— Action item —
Without including the pictures, copy out every line below.
■ ■ ■
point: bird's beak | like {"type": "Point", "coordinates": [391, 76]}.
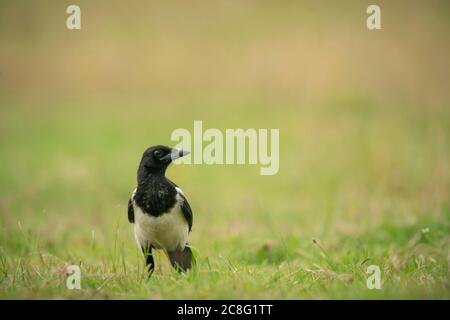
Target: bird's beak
{"type": "Point", "coordinates": [177, 153]}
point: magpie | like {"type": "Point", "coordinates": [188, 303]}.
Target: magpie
{"type": "Point", "coordinates": [160, 212]}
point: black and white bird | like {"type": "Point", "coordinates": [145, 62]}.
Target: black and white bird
{"type": "Point", "coordinates": [159, 210]}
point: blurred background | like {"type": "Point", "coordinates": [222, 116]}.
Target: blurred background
{"type": "Point", "coordinates": [364, 119]}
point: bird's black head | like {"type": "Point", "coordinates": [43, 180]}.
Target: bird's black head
{"type": "Point", "coordinates": [156, 159]}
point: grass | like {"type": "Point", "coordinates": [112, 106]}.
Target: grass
{"type": "Point", "coordinates": [364, 149]}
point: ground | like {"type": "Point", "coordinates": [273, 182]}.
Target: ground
{"type": "Point", "coordinates": [364, 175]}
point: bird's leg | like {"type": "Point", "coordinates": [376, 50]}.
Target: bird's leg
{"type": "Point", "coordinates": [181, 260]}
{"type": "Point", "coordinates": [149, 259]}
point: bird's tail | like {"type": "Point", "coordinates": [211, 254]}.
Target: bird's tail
{"type": "Point", "coordinates": [181, 260]}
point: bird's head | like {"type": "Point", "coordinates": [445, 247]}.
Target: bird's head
{"type": "Point", "coordinates": [156, 159]}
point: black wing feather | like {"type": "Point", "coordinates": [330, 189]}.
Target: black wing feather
{"type": "Point", "coordinates": [187, 211]}
{"type": "Point", "coordinates": [185, 207]}
{"type": "Point", "coordinates": [130, 211]}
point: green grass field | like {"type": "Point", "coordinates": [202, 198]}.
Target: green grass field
{"type": "Point", "coordinates": [364, 123]}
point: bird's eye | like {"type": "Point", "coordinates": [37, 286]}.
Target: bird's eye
{"type": "Point", "coordinates": [158, 153]}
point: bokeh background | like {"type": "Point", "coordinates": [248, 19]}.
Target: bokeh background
{"type": "Point", "coordinates": [364, 119]}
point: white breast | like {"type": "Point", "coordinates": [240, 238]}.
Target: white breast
{"type": "Point", "coordinates": [169, 231]}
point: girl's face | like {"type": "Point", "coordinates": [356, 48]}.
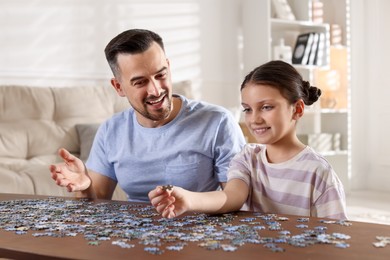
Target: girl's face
{"type": "Point", "coordinates": [268, 115]}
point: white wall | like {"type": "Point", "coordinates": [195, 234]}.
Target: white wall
{"type": "Point", "coordinates": [370, 94]}
{"type": "Point", "coordinates": [61, 42]}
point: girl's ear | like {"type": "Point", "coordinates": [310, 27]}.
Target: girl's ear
{"type": "Point", "coordinates": [299, 109]}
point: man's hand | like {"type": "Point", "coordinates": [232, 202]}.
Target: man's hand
{"type": "Point", "coordinates": [71, 174]}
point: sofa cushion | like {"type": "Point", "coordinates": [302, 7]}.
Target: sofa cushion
{"type": "Point", "coordinates": [36, 121]}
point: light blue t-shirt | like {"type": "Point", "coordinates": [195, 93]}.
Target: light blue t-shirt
{"type": "Point", "coordinates": [192, 151]}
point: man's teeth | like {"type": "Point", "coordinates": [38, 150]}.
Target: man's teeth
{"type": "Point", "coordinates": [156, 101]}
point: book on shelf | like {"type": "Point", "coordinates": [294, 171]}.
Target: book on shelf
{"type": "Point", "coordinates": [283, 10]}
{"type": "Point", "coordinates": [302, 48]}
{"type": "Point", "coordinates": [318, 60]}
{"type": "Point", "coordinates": [309, 49]}
{"type": "Point", "coordinates": [313, 49]}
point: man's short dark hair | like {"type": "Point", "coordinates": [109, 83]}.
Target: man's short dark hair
{"type": "Point", "coordinates": [132, 41]}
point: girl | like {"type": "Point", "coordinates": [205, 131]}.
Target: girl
{"type": "Point", "coordinates": [280, 174]}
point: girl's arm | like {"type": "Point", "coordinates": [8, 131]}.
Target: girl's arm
{"type": "Point", "coordinates": [175, 202]}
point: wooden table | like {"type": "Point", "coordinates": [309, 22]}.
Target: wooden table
{"type": "Point", "coordinates": [362, 235]}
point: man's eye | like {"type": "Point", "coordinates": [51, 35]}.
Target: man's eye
{"type": "Point", "coordinates": [139, 83]}
{"type": "Point", "coordinates": [162, 76]}
{"type": "Point", "coordinates": [267, 107]}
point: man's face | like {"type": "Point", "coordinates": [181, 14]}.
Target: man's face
{"type": "Point", "coordinates": [145, 80]}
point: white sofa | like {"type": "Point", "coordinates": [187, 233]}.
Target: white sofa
{"type": "Point", "coordinates": [36, 121]}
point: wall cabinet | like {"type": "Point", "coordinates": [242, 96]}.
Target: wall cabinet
{"type": "Point", "coordinates": [326, 125]}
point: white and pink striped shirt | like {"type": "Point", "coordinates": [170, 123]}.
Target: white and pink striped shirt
{"type": "Point", "coordinates": [305, 185]}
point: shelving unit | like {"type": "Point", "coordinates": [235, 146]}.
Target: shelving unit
{"type": "Point", "coordinates": [262, 30]}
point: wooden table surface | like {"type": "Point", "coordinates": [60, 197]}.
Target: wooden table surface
{"type": "Point", "coordinates": [362, 236]}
■ ■ ■
— Your response —
point: bird's beak | like {"type": "Point", "coordinates": [391, 76]}.
Target: bird's beak
{"type": "Point", "coordinates": [177, 153]}
point: magpie | like {"type": "Point", "coordinates": [188, 303]}.
Target: magpie
{"type": "Point", "coordinates": [160, 212]}
point: black and white bird | like {"type": "Point", "coordinates": [145, 62]}.
Target: black and white bird
{"type": "Point", "coordinates": [159, 210]}
point: blurred background | like {"type": "Point", "coordinates": [222, 116]}.
Target: blurred background
{"type": "Point", "coordinates": [364, 119]}
point: bird's black head | like {"type": "Point", "coordinates": [43, 180]}.
Target: bird's black head
{"type": "Point", "coordinates": [156, 159]}
point: grass | like {"type": "Point", "coordinates": [112, 106]}.
Target: grass
{"type": "Point", "coordinates": [364, 149]}
point: ground | like {"type": "Point", "coordinates": [273, 182]}.
Target: ground
{"type": "Point", "coordinates": [364, 175]}
point: bird's leg | like {"type": "Point", "coordinates": [376, 50]}.
Target: bird's leg
{"type": "Point", "coordinates": [181, 260]}
{"type": "Point", "coordinates": [149, 259]}
point: bird's tail | like {"type": "Point", "coordinates": [211, 254]}.
Target: bird's tail
{"type": "Point", "coordinates": [181, 260]}
point: bird's head | like {"type": "Point", "coordinates": [445, 247]}.
Target: bird's head
{"type": "Point", "coordinates": [156, 159]}
point: black wing feather | like {"type": "Point", "coordinates": [330, 189]}.
Target: black wing feather
{"type": "Point", "coordinates": [187, 211]}
{"type": "Point", "coordinates": [185, 207]}
{"type": "Point", "coordinates": [130, 211]}
point: green grass field | like {"type": "Point", "coordinates": [202, 198]}.
Target: green grass field
{"type": "Point", "coordinates": [364, 123]}
point: bird's eye | like {"type": "Point", "coordinates": [37, 286]}.
Target: bird's eye
{"type": "Point", "coordinates": [158, 153]}
point: bokeh background | like {"type": "Point", "coordinates": [248, 19]}.
Target: bokeh background
{"type": "Point", "coordinates": [364, 119]}
point: white breast | like {"type": "Point", "coordinates": [240, 238]}.
Target: white breast
{"type": "Point", "coordinates": [169, 231]}
point: girl's face | like {"type": "Point", "coordinates": [356, 48]}.
Target: girl's face
{"type": "Point", "coordinates": [268, 115]}
point: white wall | like {"type": "Point", "coordinates": [195, 234]}.
Target: white wall
{"type": "Point", "coordinates": [370, 94]}
{"type": "Point", "coordinates": [61, 42]}
point: girl's ear | like {"type": "Point", "coordinates": [310, 27]}.
Target: girl's ear
{"type": "Point", "coordinates": [299, 109]}
point: man's hand | like {"type": "Point", "coordinates": [232, 202]}.
Target: man's hand
{"type": "Point", "coordinates": [71, 174]}
point: sofa cushion | like {"type": "Point", "coordinates": [302, 7]}.
Target: sofa cushion
{"type": "Point", "coordinates": [36, 121]}
point: light blue t-shirt | like {"type": "Point", "coordinates": [195, 93]}.
Target: light blue t-shirt
{"type": "Point", "coordinates": [192, 151]}
point: man's teeth | like {"type": "Point", "coordinates": [38, 150]}.
Target: man's teeth
{"type": "Point", "coordinates": [156, 101]}
point: book on shelf | like {"type": "Point", "coordinates": [294, 171]}.
Target: book on shelf
{"type": "Point", "coordinates": [283, 10]}
{"type": "Point", "coordinates": [302, 48]}
{"type": "Point", "coordinates": [318, 60]}
{"type": "Point", "coordinates": [309, 49]}
{"type": "Point", "coordinates": [313, 49]}
point: man's short dark hair | like {"type": "Point", "coordinates": [109, 83]}.
Target: man's short dark hair
{"type": "Point", "coordinates": [132, 41]}
point: girl | like {"type": "Point", "coordinates": [205, 131]}.
Target: girl
{"type": "Point", "coordinates": [280, 174]}
point: girl's arm | like {"type": "Point", "coordinates": [8, 131]}.
Target: girl's arm
{"type": "Point", "coordinates": [175, 202]}
point: wooden table | like {"type": "Point", "coordinates": [309, 22]}.
Target: wooden table
{"type": "Point", "coordinates": [362, 235]}
point: man's eye | like {"type": "Point", "coordinates": [51, 35]}.
Target: man's eye
{"type": "Point", "coordinates": [139, 83]}
{"type": "Point", "coordinates": [162, 76]}
{"type": "Point", "coordinates": [267, 107]}
point: man's face | like {"type": "Point", "coordinates": [181, 14]}.
Target: man's face
{"type": "Point", "coordinates": [145, 80]}
point: white sofa | like {"type": "Point", "coordinates": [187, 233]}.
Target: white sofa
{"type": "Point", "coordinates": [36, 121]}
point: wall cabinet | like {"type": "Point", "coordinates": [242, 96]}.
Target: wall cabinet
{"type": "Point", "coordinates": [326, 125]}
point: white and pink striped shirt | like {"type": "Point", "coordinates": [170, 123]}.
Target: white and pink striped shirt
{"type": "Point", "coordinates": [305, 185]}
point: shelving unit | like {"type": "Point", "coordinates": [235, 146]}.
Target: shelving unit
{"type": "Point", "coordinates": [262, 30]}
point: wooden table surface | like {"type": "Point", "coordinates": [60, 197]}.
Target: wooden table surface
{"type": "Point", "coordinates": [362, 236]}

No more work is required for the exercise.